#### KUTIPAN SUMBER ####

Perlu dicatat pula bahwa satu pakar, Kevin Wilson, hanya setuju sebagian dengan David Rohl. Wilson menerima bahwa ada ketidakcocokan antara ukiran kemenangan Shoshenq I dan gambaran Alkitab tentang raja Sisak. Namun, ia tidak menganggap cukup penting untuk meragukan identifikasi Shoshenq I dengan raja Sisak dalam Alkitab. Wilson menulis tentang inskripsi Shoshenq, "Berlawanan dengan studi sebelumnya, yang menafsirkan ukiran ini sebagai perayaan penyerangannya di Palestina, ukiran kemenangan ini maupun bagian-bagiannya tidak dapat digunakan sebagai sumber data sejarah untuk penyerangan itu. … ukiran kemenangan ini sayangnya tidak mempunyai peranan dalam rekonstruksi penyerangan Shoshenq."[14]
Namun, pandangan Wilson tidak didukung oleh Kenneth Kitchen yang menyatakan: "Bahwa daftar topografi agung Shoshenq I di Karnak adalah dokumen yang mempunyai nilai sejarah sangat tinggi dan kisah penyerangannya melawan Yehuda dan Israel sekarang sudah ditetapkan melampaui perdebatan, sebagai hasil pekerjaan-pekerjaan yang diberikan oleh sejumlah pakar bagi daftar itu. Namun, komposisi dan interpretasi dari daftar itu masih membutuhkan pemeriksaan dan penjelasan lebih lanjut".[15] Para pakar utama yang mempelajari ukiran itu menunjukkan bahwa daftar itu memang unik dan bukanlah salinan penyerangan sebelumnya oleh firaun yang lebih terkenal.[16][17][18][19] Keasliannya ini membuatnya lebih merupakan pencatatan sebenarnya kota-kota dan lokasi-lokasi yang ditaklukkan di bawah kekuasaan Mesir hasil aktivitas militer Shoshenq I.
Dr. Pierce Furlong membantah penolakan Kitchen mengenai kurangnya kesesuaian sejarah antara penyerangan Shoshenq dan Sisak yang dikemukakan oleh baik Rohl dan Dr John Bimson:
Kitchen menolak diskrepansi (perbedaan) yang nyata antara daftar penyerangan Shoshenq I dan aktivitas Sisak sebagaimana tertulis di Alkitab sebagai ‘frivolous and exaggerated’ (tidak masuk akal dan dibesar-besarkan). … ia berpendapat bahwa karena daftar topografi Shoshenq tidak lengkap, Yerusalem (dan mungkin setiap kota-kota berbenteng penting di Yudea) hilang dalam bagian yang rusak. Namun, perhatian yang diberikan oleh banyak pakar pada fakta bahwa tak satupun kota di dataran tinggi Yudea yang muncul dalam daftar Karnak mengindikasikan bahwa hal ini tidak lah frivolous atau exaggerated.[20]
Implikasi Kronologi Baru
Implikasi revisi kronologi ini adalah kompleks dan meluas, karena mempengaruhi studi Perjanjian Lama, arkeologi Mesopotamia, Yunani, Anatolia dan sejarah klasik.

#### BAHAN HASIL EKSTRAKSI ####

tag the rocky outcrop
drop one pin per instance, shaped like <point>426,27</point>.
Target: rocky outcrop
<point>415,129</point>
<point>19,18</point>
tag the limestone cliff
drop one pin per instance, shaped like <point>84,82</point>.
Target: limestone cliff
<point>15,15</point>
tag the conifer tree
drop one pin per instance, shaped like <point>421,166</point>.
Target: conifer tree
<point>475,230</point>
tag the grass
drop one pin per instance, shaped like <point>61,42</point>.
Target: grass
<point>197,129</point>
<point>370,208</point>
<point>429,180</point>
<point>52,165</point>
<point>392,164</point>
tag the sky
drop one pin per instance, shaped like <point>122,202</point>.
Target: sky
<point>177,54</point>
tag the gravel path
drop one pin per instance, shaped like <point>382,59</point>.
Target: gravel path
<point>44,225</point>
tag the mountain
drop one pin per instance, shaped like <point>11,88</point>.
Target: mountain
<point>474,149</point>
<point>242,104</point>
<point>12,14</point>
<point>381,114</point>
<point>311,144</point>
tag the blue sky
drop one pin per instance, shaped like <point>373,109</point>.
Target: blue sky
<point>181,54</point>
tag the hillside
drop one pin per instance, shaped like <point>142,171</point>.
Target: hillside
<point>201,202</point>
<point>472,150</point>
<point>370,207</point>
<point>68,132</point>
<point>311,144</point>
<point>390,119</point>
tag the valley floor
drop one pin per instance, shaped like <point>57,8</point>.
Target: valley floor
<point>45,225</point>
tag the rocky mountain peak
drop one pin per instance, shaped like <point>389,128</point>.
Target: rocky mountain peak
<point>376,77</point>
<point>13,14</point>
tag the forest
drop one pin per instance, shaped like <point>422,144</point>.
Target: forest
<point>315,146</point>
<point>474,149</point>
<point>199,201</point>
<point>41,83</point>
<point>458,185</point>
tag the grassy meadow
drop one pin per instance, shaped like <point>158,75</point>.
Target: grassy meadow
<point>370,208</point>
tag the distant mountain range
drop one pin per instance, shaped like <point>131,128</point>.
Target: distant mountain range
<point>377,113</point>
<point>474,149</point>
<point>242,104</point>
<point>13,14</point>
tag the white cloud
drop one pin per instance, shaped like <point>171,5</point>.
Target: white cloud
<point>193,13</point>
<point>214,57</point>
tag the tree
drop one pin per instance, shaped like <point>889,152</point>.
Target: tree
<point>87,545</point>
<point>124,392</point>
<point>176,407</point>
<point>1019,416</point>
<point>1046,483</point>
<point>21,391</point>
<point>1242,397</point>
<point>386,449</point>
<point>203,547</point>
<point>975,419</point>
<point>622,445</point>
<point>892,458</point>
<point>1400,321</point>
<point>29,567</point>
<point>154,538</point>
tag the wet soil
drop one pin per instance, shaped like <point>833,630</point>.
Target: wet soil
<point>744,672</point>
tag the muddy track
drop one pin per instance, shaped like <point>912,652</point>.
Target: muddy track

####

SOAL LATIHAN 1
Apakah setiap pernyataan berikut sesuai dengan teks tentang Shoshenq I dan raja Sisak? Jawab ya atau tidak, lalu kutip kata-kata penentunya dari teks itu.
(a) Kevin Wilson sepenuhnya setuju dengan David Rohl.
(b) Kenneth Kitchen menyebut daftar topografi Shoshenq I di Karnak sebagai dokumen yang bernilai sejarah sangat tinggi.
(c) Kitchen berpendapat bahwa Yerusalem hilang dalam bagian daftar yang rusak.
SOAL LATIHAN 2
Perpanjang teks tentang Shoshenq I dan raja Sisak dengan melanjutkannya sesudah kalimat terakhir yang tercantum.

HASIL LATIHAN 1
(a) Tidak. Teks menyatakan: "hanya setuju sebagian dengan David Rohl".
(b) Ya. Teks menyatakan: "adalah dokumen yang mempunyai nilai sejarah sangat tinggi".
(c) Ya. Teks menyatakan: "Yerusalem (dan mungkin setiap kota-kota berbenteng penting di Yudea) hilang dalam bagian yang rusak".

HASIL LATIHAN 2
Implikasi untuk Mesir dan tetangganya
Perubahan tahun pemerintahan Ramesses II sampai tiga abad kemudian mengubah tahun Perang Kadesh dan sejarah Kerajaan Het (atau Hitit), yang juga menyebabkan perubahan kronologi Kerajaan Asyur sebelum tahun 911 SM. Karena penelitian kronologi Hitit tergantung kepada kronologi Mesir,[21] berkurangnya tahun dalam sejarah Mesir menyebabkan penetapan tahun yang lebih maju dari akhir Kerajaan Hitit Baru dan ini mengurangi bahkan menghilangkan "tahun-tahun gelap" Anatolia (yaitu tahun-tahun tanpa catatan sejarah sama sekali).[22]
Selama periode Amarna, terdapat persamaan kronologi Mesir dan Asyur melalui surat-menyurat antara firaun Akhenaten dan raja Ashuruballit. Dalam kronologi konvensional, Ashuruballit ini dianggap adalah Ashuruballit I dari awal periode Asyur Tengah, sedangkan Kronologi Baru mengusulkan adanya raja Ashuruballit "II" yang sebelumnya tidak dikenal. Bernard Newgrosh mendukung hipotesis ini karena Ashuruballit yang menulis surat-surat Amarna memberikan nama ayah yang berbeda dengan Ashuruballit I dalam daftar raja-raja Asyur, serta latar belakang sejarah dari catatan tahunan (annal) periode Asyur Tengah berbeda dengan informasi yang didapat dari surat-surat Amarna.[23] Mengingat sinkronisme Ashuruballit I dengan Akhenaten menjadi titik penting untuk penentuan tahun sejarah Mesir dan Mesopotamia, hal ini menjadi area kunci yang penting untuk diskusi.[24]
Implikasi untuk Perjanjian Lama
Kronologi Baru menolak identifikasi Shoshenq I dengan Sisak di Alkitab,[25] dan mengajukan Ramesses II (juga dikenal dengan nama panggilan "Sysa") sebagai tokoh yang dikisahkan sebagai Sisak.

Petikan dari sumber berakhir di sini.